*TEXTE DE LA PAGE:*
'''

Navigation à 6 noeuds et 3820m d’altitude !

Taquile, 27 janvier 2007

Le bateau file 5 à 6 noeuds.

L’eau d’un bleu intense sous un ciel pur reflète quelques cumulus joufflus.

Le petit port qui va accueillir l’embarcation est tout proche. Situé au bas d’une colline escarpée avec quelques arbres qui apportent une ombre salutaire, il évoque une halte méditerranéenne.

Les Piche s’imaginent naviguer en Grèce.

Mais non, cette navigation est plus exceptionnelle : pour la première fois de leur vie ils naviguent à 6 noeuds, certes, mais surtout à 3820 mètres d’altitude !

Raoul qui aime autant les bateaux que les avions est ravi par la synthèse que réalise cette petite embarcation qui les amène du port de Puno à la paisible île de Taquile sur le lac Titicaca.

Une fois débarqués, une épreuve attend les Piche : la montée au village grâce à 565 marches. A cette altitude, grimper quatre à cinq marches d’affilé oblige à marquer une halte et à prendre d’amples inspirations.

L’essoufflement guette à chaque instant.

Peu importe, le paysage est tellement beau qu’il est loisible de s’arrêter pour souffler tout en contemplant autour de soi.

Parvenus au village à 3950 mètres au dessus du niveau de la mer, les Piche sont invités à séjourner dans la famille de Bernardo. Dans la maison en adobe, on leur offre une chambre spartiate, propre, avec deux lits confortables comme tout mobilier.

Rose et Raoul font la connaissance de l’épouse de Bernardo, de leurs deux grandes filles et du petit dernier. Avec son frère Pablo, Bernardo accomplit petit à petit des travaux pour bâtir ce qui, un jour, sera un restaurant face à la mer, pardon au lac, avec une vue imprenable.

Sur l’île de Taquile on est pauvre, très pauvre même et la venue de quelques touristes constitue un espoir de ressources supplémentaires.

'''

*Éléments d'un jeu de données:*
'''

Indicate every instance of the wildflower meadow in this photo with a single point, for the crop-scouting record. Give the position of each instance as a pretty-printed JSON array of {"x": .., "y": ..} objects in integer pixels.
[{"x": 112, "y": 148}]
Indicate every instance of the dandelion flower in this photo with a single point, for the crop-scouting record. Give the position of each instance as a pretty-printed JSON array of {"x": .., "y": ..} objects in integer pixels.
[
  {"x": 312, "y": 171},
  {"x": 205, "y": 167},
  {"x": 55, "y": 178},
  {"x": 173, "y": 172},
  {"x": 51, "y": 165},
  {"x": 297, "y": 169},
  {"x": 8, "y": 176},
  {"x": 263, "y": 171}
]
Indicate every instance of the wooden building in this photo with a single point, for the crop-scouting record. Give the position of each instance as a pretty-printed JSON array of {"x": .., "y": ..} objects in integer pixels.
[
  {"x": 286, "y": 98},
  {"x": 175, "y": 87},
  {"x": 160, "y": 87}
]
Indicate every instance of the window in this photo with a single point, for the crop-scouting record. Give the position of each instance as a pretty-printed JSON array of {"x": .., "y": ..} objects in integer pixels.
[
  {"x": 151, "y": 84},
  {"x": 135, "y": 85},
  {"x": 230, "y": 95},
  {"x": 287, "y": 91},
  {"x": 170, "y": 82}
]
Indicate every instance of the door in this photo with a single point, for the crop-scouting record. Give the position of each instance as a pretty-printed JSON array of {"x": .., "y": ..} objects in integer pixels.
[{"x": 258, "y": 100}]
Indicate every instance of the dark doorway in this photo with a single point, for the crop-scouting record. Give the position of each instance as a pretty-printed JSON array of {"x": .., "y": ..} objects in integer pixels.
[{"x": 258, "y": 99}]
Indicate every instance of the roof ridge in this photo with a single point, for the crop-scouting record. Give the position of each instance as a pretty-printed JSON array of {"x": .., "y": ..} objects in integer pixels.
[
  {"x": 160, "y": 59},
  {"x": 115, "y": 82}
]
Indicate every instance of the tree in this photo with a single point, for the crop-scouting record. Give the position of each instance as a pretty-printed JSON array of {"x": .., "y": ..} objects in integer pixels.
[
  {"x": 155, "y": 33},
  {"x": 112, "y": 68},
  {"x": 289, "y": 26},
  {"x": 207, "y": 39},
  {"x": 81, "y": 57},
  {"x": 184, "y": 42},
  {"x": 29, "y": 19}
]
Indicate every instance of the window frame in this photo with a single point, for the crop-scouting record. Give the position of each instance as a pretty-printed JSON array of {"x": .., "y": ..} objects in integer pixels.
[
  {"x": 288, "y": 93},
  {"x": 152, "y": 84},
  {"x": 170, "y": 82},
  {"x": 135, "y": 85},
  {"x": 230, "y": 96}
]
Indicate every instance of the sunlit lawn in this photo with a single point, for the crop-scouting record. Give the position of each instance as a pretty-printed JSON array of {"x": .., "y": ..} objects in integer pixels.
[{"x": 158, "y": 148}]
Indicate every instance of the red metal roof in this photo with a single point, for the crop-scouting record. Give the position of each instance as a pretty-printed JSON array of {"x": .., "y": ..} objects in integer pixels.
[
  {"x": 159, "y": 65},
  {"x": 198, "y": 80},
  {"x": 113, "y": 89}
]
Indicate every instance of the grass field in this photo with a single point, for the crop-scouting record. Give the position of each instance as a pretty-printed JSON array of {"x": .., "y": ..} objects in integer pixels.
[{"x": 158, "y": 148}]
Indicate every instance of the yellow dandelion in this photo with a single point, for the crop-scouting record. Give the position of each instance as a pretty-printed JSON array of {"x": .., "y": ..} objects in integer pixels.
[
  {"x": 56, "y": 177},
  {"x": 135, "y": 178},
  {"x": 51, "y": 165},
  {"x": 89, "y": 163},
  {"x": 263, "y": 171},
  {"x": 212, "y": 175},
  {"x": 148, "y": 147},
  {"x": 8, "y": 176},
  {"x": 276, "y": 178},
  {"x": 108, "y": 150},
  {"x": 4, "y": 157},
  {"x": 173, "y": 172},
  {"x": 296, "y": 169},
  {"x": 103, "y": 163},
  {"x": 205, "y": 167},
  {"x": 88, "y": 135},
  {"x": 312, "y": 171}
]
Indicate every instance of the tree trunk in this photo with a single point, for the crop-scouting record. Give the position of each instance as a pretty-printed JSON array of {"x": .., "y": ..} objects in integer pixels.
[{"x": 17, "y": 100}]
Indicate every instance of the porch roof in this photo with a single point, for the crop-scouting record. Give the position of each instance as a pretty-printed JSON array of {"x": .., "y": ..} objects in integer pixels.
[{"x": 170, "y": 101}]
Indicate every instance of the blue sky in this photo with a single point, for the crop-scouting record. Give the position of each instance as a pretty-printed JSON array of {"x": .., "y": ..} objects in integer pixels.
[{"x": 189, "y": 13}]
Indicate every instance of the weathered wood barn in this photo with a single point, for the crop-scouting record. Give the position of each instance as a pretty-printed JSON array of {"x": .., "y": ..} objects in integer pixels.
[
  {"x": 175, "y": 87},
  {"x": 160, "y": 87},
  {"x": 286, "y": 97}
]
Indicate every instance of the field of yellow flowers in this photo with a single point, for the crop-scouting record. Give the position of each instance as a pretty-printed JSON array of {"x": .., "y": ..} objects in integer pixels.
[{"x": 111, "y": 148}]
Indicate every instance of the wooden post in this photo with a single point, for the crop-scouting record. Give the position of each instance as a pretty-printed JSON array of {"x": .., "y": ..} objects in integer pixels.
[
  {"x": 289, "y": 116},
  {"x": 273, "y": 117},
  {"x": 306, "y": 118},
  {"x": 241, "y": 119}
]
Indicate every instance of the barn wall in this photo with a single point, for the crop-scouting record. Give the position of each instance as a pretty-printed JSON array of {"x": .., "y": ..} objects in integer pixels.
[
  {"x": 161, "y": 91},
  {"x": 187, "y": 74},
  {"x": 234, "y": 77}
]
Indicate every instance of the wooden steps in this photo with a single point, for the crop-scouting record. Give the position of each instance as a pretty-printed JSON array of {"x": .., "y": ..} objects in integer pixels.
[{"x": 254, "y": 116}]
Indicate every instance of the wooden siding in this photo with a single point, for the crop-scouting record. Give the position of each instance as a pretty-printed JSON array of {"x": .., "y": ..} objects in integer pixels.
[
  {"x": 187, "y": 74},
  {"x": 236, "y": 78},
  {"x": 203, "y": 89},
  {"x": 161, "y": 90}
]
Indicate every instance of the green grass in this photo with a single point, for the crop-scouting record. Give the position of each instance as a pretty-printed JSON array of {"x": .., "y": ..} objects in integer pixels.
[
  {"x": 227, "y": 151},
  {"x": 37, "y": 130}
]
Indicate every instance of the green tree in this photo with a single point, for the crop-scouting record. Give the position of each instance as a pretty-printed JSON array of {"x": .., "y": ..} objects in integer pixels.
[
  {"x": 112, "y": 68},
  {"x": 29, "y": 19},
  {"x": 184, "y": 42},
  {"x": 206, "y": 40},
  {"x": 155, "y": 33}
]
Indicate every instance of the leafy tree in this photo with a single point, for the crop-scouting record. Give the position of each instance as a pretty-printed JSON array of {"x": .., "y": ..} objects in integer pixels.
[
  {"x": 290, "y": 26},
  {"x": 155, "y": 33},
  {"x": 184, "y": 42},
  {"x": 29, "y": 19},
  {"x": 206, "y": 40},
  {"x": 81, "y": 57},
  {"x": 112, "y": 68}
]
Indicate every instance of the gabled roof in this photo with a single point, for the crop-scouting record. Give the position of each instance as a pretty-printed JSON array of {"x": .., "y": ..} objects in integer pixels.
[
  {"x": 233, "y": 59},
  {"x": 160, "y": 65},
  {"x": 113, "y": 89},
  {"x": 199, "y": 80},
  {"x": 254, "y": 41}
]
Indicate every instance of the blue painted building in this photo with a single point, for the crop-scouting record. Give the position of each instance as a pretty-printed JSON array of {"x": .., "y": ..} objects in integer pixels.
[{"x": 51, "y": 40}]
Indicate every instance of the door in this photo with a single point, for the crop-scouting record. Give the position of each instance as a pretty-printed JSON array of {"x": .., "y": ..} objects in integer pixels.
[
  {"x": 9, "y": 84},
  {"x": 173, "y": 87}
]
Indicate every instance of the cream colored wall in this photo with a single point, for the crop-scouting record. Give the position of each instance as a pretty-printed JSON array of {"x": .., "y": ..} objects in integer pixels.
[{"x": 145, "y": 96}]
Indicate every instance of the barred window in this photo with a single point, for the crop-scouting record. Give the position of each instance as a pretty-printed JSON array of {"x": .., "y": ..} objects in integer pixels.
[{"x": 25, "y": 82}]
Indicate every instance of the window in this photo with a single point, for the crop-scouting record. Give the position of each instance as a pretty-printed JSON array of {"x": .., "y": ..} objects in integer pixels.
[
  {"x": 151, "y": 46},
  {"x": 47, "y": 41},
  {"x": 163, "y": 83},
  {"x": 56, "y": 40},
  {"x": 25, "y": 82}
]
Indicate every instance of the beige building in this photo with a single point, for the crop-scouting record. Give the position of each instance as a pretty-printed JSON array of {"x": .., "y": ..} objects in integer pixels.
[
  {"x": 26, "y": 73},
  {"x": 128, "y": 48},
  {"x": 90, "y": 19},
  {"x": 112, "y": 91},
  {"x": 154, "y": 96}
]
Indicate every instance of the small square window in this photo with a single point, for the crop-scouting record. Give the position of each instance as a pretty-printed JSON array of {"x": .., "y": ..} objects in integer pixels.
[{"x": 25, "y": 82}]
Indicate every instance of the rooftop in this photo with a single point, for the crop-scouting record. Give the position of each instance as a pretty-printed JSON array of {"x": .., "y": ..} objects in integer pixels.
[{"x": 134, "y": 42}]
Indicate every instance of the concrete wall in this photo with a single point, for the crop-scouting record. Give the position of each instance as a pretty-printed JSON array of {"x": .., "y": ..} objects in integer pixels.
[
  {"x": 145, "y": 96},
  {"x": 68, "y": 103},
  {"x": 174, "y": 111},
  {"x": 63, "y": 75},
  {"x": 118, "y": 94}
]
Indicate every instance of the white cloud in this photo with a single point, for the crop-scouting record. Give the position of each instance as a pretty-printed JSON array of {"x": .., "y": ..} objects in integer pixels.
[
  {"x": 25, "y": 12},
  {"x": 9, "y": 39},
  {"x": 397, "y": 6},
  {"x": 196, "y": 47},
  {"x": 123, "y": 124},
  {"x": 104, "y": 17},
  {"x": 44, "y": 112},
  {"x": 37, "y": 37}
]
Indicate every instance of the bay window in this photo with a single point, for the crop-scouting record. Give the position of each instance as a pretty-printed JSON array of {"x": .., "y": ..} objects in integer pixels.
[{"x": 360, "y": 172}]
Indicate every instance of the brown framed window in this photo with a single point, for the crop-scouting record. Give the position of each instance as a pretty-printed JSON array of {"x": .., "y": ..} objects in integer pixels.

'''

*TÂCHES À RÉALISER:*
a – Les affirmations suivantes concordent-elles avec le récit sur Taquile : (i) le bateau navigue à 3820 mètres d'altitude ; (ii) le village se trouve à 3820 mètres d'altitude ; (iii) la chambre offerte aux Piche compte deux lits ?
b – Pouvez-vous recopier mot pour mot le passage du récit sur Taquile qui commence à « L’eau d’un bleu » et se termine à « une halte méditerranéenne. » ?
c – Quels sont tous les prénoms de personnes cités dans le récit sur Taquile ?

*LES RÉPONSES:*
a –
(i) Oui : « pour la première fois de leur vie ils naviguent à 6 noeuds, certes, mais surtout à 3820 mètres d’altitude ! »
(ii) Non : « Parvenus au village à 3950 mètres au dessus du niveau de la mer »
(iii) Oui : « une chambre spartiate, propre, avec deux lits confortables comme tout mobilier »

b –
L’eau d’un bleu intense sous un ciel pur reflète quelques cumulus joufflus.

Le petit port qui va accueillir l’embarcation est tout proche. Situé au bas d’une colline escarpée avec quelques arbres qui apportent une ombre salutaire, il évoque une halte méditerranéenne.

c – Raoul, Bernardo, Rose, Pablo